AUFGABEN
a - Geben Sie aus den Pressestimmen zur Vorarlberger Landtagswahl den Abschnitt wörtlich wieder, der mit „Das ÖVP-nahe Neue“ beginnt und mit „Begründungen weismachen wollen.“ endet.
b - Prüfen Sie, ob die folgenden Aussagen mit den Pressestimmen zur Vorarlberger Landtagswahl übereinstimmen, und antworten Sie jeweils mit Ja oder Nein sowie den entscheidenden Worten als genauem Zitat: (i) Laut Tiroler Tageszeitung hat die ÖVP von der schwachen Wahlbeteiligung profitiert. (ii) Laut Salzburger Nachrichten ist die SPÖ halb so stark wie die ÖVP. (iii) Die ÖVP hat in Vorarlberg mit 55 Prozent gewonnen.
c - Fassen Sie den Absatz der Pressestimmen zur Vorarlberger Landtagswahl, der mit „Der Erfolg der ÖVP hat einen Namen“ beginnt, als knappe Stichpunktliste zusammen und behalten Sie dabei seine wesentlichen Aussagen bei.

Die Salzburger Nachrichten kommentiert:
Das schwarze Vorarlberg ist bei der gestrigen Landtagswahl noch schwärzer geworden, über die übrigen Parteien kann der Mantel des Vergessens gebreitet werden. Die SPÖ als zweitgrößte Landespartei ist nicht einmal ein Drittel so stark wie Herbert Sausgrubers ÖVP, die Freiheitlichen nahmen die übliche Zertrümmerung hin, die Grünen das übliche kleine Erfolgserlebnis. Bundespolitische Schlussfolgerungen sind aus dem Vorarlberger Ergebnis nur bedingt zu ziehen.
Die Tiroler Tageszeitung ortet ein altes Rezept:
Der Erfolg der ÖVP hat einen Namen: Herbert Sausgruber. Der besonnene und spröde Sparmeister ist im Ländle anerkannt, bietet wenig Angriffspunkte. Vor allem aber ist er in seiner Partei unumstritten. Daher lief die Mobilisierungsmaschinerie reibungslos. Ausgerechnet der ÖVP gelang es, von der miserablen Wahlbeteiligung zu profitieren. Sie schaffte es, die eigenen Wähler an die Urnen zu bringen. Sich von Wien abzugrenzen und die Bundespolitiker fernzuhalten, ist im Ländle schon ein traditionelles Mittel zum Sieg.
Das ÖVP-nahe Neue Volksblatt titelt kurz Sieg:
Gewinnt die SPÖ bei einer Landtagswahl, ist das ein Denkzettel für die unsoziale Politik von Schwarz-Blau. Gewinnt die ÖVP wie gestern in Vorarlberg mit 55 Prozent, ist das auch ein Denkzettel für die Bundesregierung. So einfach ist Politik, wenn SPÖ-Politiker Wahlergebnisse kommentieren. Natürlich muss man auch nach einem Wahlsieg wie dem in Vorarlberg die Kirche im Dorf lassen: Das war ein Erfolg von Landeshauptmann Herbert Sausgruber und der Vorarlberger ÖVP. Andererseits kann der Erdrutsch-Sieg der ÖVP in Vorarlberg aber nicht als Aufstand gegen Wolfgang Schüssel und die schwarz-blaue Bundesregierung interpretiert werden, wie uns das die Roten mit abenteuerlichen Begründungen weismachen wollen.

DATENTEIL
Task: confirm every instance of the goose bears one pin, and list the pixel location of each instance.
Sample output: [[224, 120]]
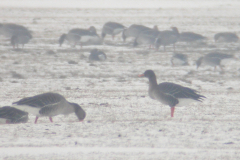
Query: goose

LÖSUNGEN
a -
Das ÖVP-nahe Neue Volksblatt titelt kurz Sieg:
Gewinnt die SPÖ bei einer Landtagswahl, ist das ein Denkzettel für die unsoziale Politik von Schwarz-Blau. Gewinnt die ÖVP wie gestern in Vorarlberg mit 55 Prozent, ist das auch ein Denkzettel für die Bundesregierung. So einfach ist Politik, wenn SPÖ-Politiker Wahlergebnisse kommentieren. Natürlich muss man auch nach einem Wahlsieg wie dem in Vorarlberg die Kirche im Dorf lassen: Das war ein Erfolg von Landeshauptmann Herbert Sausgruber und der Vorarlberger ÖVP. Andererseits kann der Erdrutsch-Sieg der ÖVP in Vorarlberg aber nicht als Aufstand gegen Wolfgang Schüssel und die schwarz-blaue Bundesregierung interpretiert werden, wie uns das die Roten mit abenteuerlichen Begründungen weismachen wollen.

b -
(i) Ja: „Ausgerechnet der ÖVP gelang es, von der miserablen Wahlbeteiligung zu profitieren.“
(ii) Nein: „Die SPÖ als zweitgrößte Landespartei ist nicht einmal ein Drittel so stark wie Herbert Sausgrubers ÖVP“
(iii) Ja: „Gewinnt die ÖVP wie gestern in Vorarlberg mit 55 Prozent“

c -
- Der Erfolg der ÖVP hat einen Namen: Herbert Sausgruber.
- Als besonnener, spröder Sparmeister ist er im Ländle anerkannt und bietet wenig Angriffspunkte.
- In seiner Partei ist er unumstritten, daher lief die Mobilisierungsmaschinerie reibungslos.
- Die ÖVP profitierte von der miserablen Wahlbeteiligung.
- Sie brachte die eigenen Wähler an die Urnen.
- Die Abgrenzung von Wien und das Fernhalten der Bundespolitiker gelten im Ländle als traditionelles Mittel zum Sieg.